Entries taken from a collection
-------

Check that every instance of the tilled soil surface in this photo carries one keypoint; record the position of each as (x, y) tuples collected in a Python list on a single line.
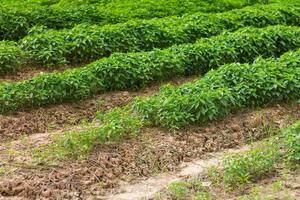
[(155, 150), (56, 117)]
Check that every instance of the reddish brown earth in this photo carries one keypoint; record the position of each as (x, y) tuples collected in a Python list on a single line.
[(155, 150)]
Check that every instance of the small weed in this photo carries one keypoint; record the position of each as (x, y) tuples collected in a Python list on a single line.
[(202, 196), (2, 171)]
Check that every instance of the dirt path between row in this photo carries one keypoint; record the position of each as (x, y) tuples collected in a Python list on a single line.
[(154, 151), (147, 189), (56, 117)]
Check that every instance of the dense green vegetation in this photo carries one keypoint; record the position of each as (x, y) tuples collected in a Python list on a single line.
[(84, 43), (257, 162), (220, 91), (16, 18), (135, 70), (239, 171), (11, 57)]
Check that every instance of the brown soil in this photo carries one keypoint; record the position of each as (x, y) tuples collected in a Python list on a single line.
[(56, 117), (155, 150)]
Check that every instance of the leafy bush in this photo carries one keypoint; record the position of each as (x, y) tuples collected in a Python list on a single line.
[(264, 82), (84, 43), (220, 91), (10, 57), (135, 70), (291, 138)]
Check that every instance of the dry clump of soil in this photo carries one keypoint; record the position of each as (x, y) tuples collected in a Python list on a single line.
[(56, 117), (283, 184), (155, 150)]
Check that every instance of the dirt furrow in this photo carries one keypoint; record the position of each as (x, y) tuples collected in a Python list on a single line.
[(60, 116)]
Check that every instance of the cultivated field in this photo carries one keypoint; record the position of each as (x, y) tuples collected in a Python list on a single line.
[(143, 99)]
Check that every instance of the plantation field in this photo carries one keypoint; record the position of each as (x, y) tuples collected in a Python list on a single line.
[(111, 99)]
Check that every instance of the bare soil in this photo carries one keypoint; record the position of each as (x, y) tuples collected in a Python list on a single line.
[(55, 117), (154, 151)]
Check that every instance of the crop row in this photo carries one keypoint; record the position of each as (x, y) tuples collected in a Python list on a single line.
[(220, 91), (84, 43), (135, 70), (10, 57), (18, 18)]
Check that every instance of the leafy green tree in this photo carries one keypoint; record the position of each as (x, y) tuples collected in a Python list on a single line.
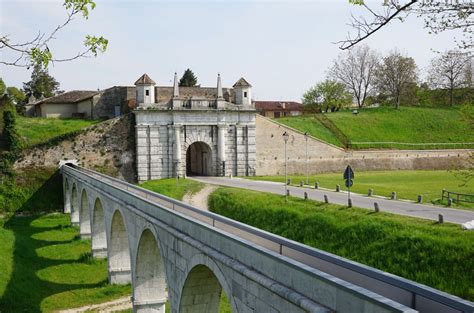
[(439, 16), (35, 51), (326, 95), (41, 84), (188, 79), (394, 75), (17, 95), (3, 87)]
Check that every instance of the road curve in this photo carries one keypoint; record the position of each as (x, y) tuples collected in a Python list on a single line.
[(406, 208)]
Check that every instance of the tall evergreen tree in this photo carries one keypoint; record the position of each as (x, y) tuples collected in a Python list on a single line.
[(41, 84), (188, 79)]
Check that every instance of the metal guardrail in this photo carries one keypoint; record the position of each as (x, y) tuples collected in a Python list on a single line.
[(414, 295), (457, 197), (409, 145)]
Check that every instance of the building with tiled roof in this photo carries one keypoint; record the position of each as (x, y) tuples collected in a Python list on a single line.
[(276, 109)]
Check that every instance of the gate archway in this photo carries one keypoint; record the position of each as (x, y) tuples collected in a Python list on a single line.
[(199, 159)]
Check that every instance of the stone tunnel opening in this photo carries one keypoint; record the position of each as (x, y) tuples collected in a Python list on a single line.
[(199, 159), (202, 292), (119, 252), (150, 276)]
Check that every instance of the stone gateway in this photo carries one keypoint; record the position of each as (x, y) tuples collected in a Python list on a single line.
[(194, 130)]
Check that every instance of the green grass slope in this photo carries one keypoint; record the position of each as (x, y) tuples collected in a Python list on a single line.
[(407, 125), (407, 184), (438, 255), (39, 130), (44, 267)]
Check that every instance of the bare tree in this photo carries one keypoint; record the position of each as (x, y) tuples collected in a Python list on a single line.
[(451, 70), (36, 50), (355, 69), (394, 74), (439, 16)]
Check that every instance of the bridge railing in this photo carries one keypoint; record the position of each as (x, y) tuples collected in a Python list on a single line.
[(404, 291)]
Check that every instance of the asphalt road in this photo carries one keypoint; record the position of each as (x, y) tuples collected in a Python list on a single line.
[(393, 206)]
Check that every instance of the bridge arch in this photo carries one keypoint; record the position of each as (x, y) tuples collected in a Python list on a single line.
[(67, 197), (74, 205), (203, 287), (84, 216), (149, 292), (98, 234), (119, 251)]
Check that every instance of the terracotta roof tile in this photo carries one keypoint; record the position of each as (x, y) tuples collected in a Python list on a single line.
[(145, 80)]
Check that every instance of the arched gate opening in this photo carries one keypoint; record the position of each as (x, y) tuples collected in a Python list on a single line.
[(199, 159)]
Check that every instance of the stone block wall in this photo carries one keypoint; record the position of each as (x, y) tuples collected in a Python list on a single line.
[(324, 157)]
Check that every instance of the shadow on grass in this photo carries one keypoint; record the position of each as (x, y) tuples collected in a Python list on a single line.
[(25, 290)]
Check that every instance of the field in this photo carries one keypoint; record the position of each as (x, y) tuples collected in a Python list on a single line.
[(44, 266), (407, 125), (407, 184), (438, 255), (40, 130)]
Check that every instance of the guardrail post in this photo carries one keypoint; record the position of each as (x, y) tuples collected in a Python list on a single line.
[(394, 195), (420, 199), (376, 207)]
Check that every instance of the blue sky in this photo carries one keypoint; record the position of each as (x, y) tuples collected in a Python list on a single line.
[(282, 48)]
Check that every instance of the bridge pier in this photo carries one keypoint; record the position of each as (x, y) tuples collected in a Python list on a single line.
[(148, 306)]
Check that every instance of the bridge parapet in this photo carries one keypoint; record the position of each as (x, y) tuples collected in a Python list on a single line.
[(258, 271)]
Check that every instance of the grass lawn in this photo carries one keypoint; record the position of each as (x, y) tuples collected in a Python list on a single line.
[(407, 125), (44, 266), (438, 255), (173, 188), (312, 126), (407, 184), (40, 130)]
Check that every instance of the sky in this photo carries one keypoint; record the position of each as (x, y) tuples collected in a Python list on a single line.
[(281, 47)]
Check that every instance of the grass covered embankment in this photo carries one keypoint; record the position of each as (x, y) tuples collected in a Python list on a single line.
[(385, 124), (438, 255), (44, 266), (407, 184), (173, 188), (40, 130)]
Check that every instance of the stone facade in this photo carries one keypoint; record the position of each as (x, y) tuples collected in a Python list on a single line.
[(198, 133), (325, 158)]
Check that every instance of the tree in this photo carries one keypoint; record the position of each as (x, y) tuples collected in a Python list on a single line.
[(355, 69), (451, 70), (36, 51), (395, 74), (41, 84), (17, 95), (439, 16), (3, 87), (188, 79), (326, 95)]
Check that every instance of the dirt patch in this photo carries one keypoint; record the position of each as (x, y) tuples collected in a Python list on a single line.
[(199, 199)]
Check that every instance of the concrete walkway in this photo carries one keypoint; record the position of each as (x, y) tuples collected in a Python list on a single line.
[(393, 206)]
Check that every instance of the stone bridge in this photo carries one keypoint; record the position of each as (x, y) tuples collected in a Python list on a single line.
[(174, 254)]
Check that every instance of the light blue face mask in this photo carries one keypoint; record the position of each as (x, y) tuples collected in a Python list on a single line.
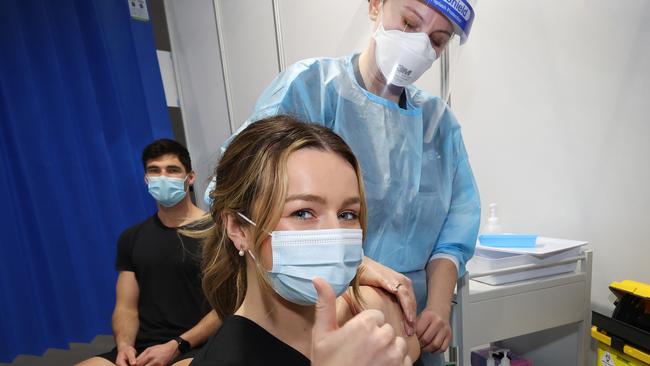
[(167, 191), (299, 256)]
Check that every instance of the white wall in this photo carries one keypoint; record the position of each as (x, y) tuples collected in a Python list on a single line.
[(197, 62), (554, 100)]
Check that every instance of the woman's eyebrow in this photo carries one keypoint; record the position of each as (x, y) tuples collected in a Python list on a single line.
[(351, 201), (448, 33), (409, 8), (306, 197)]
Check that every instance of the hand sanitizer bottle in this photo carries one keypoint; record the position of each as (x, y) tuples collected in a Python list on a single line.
[(493, 225), (505, 361), (490, 360)]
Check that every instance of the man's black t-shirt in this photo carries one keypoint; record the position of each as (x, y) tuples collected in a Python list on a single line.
[(241, 342), (167, 268)]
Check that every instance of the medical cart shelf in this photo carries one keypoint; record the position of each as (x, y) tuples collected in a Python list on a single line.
[(485, 314)]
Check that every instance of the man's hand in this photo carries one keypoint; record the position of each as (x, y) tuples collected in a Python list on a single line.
[(158, 355), (125, 356), (378, 275), (433, 329), (363, 340)]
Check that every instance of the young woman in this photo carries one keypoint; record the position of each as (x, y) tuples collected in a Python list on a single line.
[(423, 203), (289, 207)]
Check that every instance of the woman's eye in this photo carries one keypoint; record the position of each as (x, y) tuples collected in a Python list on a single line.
[(303, 214), (348, 215)]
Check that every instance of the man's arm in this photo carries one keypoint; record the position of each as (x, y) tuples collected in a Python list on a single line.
[(165, 352), (206, 327), (125, 316)]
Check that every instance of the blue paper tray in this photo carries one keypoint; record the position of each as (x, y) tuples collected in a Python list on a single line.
[(508, 240)]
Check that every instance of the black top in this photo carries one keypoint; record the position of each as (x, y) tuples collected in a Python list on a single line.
[(167, 268), (241, 342)]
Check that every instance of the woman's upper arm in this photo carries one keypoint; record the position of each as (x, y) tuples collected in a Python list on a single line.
[(376, 298)]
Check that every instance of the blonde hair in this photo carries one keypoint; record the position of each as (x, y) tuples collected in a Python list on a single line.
[(252, 179)]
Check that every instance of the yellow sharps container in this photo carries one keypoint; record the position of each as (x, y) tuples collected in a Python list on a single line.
[(624, 338)]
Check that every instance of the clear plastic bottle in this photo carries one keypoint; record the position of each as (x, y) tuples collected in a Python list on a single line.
[(493, 225)]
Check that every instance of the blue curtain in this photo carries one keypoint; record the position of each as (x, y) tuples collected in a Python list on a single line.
[(80, 96)]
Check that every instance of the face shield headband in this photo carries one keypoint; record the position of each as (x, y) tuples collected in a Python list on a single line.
[(459, 12)]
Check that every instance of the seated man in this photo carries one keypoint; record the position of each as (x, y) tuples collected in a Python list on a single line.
[(161, 313)]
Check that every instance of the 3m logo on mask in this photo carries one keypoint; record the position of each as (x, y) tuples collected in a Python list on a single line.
[(403, 71)]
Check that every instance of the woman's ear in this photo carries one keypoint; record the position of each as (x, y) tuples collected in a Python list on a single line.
[(236, 232), (373, 9)]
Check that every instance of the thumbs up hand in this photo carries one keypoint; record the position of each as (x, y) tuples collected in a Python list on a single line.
[(364, 340)]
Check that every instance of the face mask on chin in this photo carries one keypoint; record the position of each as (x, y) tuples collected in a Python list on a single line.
[(402, 57), (301, 255), (166, 190)]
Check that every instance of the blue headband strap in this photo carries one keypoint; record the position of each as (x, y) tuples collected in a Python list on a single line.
[(459, 12)]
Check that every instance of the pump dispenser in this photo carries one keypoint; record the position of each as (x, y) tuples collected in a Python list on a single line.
[(493, 225)]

-------

» Given problem: Recast everything in the data above, from the line containing "Check that every instance of the seated" down to the line containing "[(161, 313)]", as a numbered list, leaving out any blank lines.

» Full output:
1. Check that every instance of the seated man in this photo carries one keypoint; record the position of each as (x, y) tuples collected in a Python list on a single line.
2. [(161, 313)]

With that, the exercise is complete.